▶ EXERCISE TASKS:
a: In the passage on Nelson L. Overall, where were the red cedar logs for his Point Prairie house cut?
b: Render into Spanish this sentence from the passage on Nelson L. Overall: "Nelson L. Overall came from Tennessee and settled in St. Charles in 1797."
c: Carry on the passage on Nelson L. Overall from the point at which it ends.

▶ TEXT TO READ:
---
Nelson L. Overall came from Tennessee and settled in St. Charles in 1797. His wife was Mary Griffith. He had seven sons and two daughters by this marriage. By his second wife he had one son, and by his third wife, who was the Widow Patten, he had three children. His oldest son, Ezra, never married. He gave St. Charles College its present location on Kings Highway, and about ten thousand dollars. Samuel was a prominent physician of St. Charles, a man of ability and enterprise. Asa was a lawyer, and also John H., his youngest son, became a noted lawyer of St. Charles. Nelson Overall built a house in the Point Prairie of red cedar logs that had been cut in the Alleghany Mountains, rafted down the Alleghany and Ohio rivers, and brought up from Cairo on boats. There were two of these houses built and they were known as "The Red Houses of the Point." Major Nelson Overall represented the county in the state legislature and was a useful and able member of that body.
---
▶ DATASET:
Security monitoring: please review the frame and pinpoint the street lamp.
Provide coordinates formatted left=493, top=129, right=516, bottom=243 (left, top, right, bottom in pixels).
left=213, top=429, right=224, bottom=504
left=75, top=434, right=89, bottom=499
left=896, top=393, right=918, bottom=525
---
▶ RESULTS OF THE EXERCISE:
a: In the Alleghany Mountains.

b: Nelson L. Overall llegó de Tennessee y se estableció en St. Charles en 1797.

c:
Major Nathan Heald was an early settler in the county. He was the son of Colonel Thomas Heald, who was an officer in the Revolutionary war; whose wife was Sybil Adams. He was born in Ipswich, New Hampshire, September 29, 1775. He was married to Rebecca Wells, daughter of Colonel Samuel Wells, in Louisville, Kentucky, May 23, 1811. He was in command of Port Dearborn, the present site of Chicago, when it was captured by the English and Indians on August 15, 1812, and the garrison massacred. Major Heald was severely wounded at the time and the wounds eventually caused his death. He came on horseback with his wife in 1815 and purchased a farm of 360 acres from Adam Zumwalt on Ballou Creek, one mile south of where 'Fallon is located. His son, Darius, was born here in 1822. Major Heald died in 1832, and his widow in 1857. Darius Heald was married twice. First to Miss Virginia Campbell, who died in a few years. In 1861 he married Miss Hunter. He left two sons and five daughters. He represented the county in the state legislature in 1854. He was a painstaking law maker, and had enacted the first game law ever enacted in the state. He was fond of the sport of hunting and fishing.

St. Charles County, up to 1860, had been noted for the ability of her representatives in both branches of the legislature, but after what was known as the Drake Constitution came in force, a large element were disfranchised by a test oath and for ten years, until that constitution was set aside, misrule prevailed and mediocre men were selected for law makers. Very few counties in the state elected the best men for representatives. The result was a bonded debt of about twenty-five or thirty millions of dollars was fixed on the state. After the infamous Drake Constitution had been set aside, and the southern element had been again made citizens of the United States, abler men were sent to the state capital.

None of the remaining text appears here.